» **Instructions to follow**: List all lines of the data containing the word "soldier".
*** Input ***
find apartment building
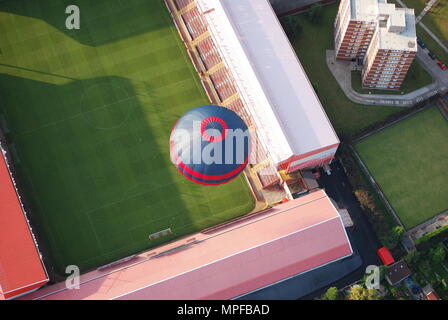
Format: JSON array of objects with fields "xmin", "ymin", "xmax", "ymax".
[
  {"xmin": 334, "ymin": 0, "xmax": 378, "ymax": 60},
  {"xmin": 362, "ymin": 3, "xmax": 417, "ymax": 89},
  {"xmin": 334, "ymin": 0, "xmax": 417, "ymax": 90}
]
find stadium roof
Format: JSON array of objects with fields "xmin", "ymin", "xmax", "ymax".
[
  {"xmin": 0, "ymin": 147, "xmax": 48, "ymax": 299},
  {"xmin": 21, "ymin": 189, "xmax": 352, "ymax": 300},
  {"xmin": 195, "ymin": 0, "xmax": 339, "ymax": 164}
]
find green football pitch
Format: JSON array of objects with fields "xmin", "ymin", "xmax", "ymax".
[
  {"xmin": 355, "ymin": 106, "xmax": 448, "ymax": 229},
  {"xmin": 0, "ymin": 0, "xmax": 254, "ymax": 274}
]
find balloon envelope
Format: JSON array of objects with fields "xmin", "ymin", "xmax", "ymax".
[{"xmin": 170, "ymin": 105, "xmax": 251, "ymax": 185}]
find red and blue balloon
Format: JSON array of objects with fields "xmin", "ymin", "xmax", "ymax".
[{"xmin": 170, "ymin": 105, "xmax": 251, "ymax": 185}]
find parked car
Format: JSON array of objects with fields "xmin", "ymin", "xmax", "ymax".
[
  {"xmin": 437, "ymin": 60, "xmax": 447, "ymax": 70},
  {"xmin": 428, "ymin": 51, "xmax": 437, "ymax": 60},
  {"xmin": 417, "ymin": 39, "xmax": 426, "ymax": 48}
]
***
*** Input ***
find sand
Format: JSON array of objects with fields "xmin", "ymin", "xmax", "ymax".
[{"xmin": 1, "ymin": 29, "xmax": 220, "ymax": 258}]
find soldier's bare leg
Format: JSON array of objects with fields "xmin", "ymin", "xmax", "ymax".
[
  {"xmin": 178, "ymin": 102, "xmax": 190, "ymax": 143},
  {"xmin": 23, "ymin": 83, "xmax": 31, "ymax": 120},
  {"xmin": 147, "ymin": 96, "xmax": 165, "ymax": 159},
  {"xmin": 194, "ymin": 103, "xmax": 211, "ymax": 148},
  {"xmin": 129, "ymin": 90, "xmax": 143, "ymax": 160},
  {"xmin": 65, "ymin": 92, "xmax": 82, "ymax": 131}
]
***
*** Input ***
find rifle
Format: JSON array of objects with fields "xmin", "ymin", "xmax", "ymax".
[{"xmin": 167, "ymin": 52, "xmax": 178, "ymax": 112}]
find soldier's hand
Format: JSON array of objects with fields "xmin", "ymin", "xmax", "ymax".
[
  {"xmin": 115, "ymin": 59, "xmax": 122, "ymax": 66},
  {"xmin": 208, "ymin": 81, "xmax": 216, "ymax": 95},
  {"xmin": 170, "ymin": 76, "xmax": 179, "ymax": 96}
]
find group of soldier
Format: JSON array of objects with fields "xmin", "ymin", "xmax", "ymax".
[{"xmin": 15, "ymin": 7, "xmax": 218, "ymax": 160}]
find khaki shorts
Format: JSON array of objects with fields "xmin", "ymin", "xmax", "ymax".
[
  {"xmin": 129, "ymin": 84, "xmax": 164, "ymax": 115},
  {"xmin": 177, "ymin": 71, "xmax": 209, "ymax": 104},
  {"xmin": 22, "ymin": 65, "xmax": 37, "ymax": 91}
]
***
» **Answer to this task**:
find soldier's bare leg
find soldier's hand
find group of soldier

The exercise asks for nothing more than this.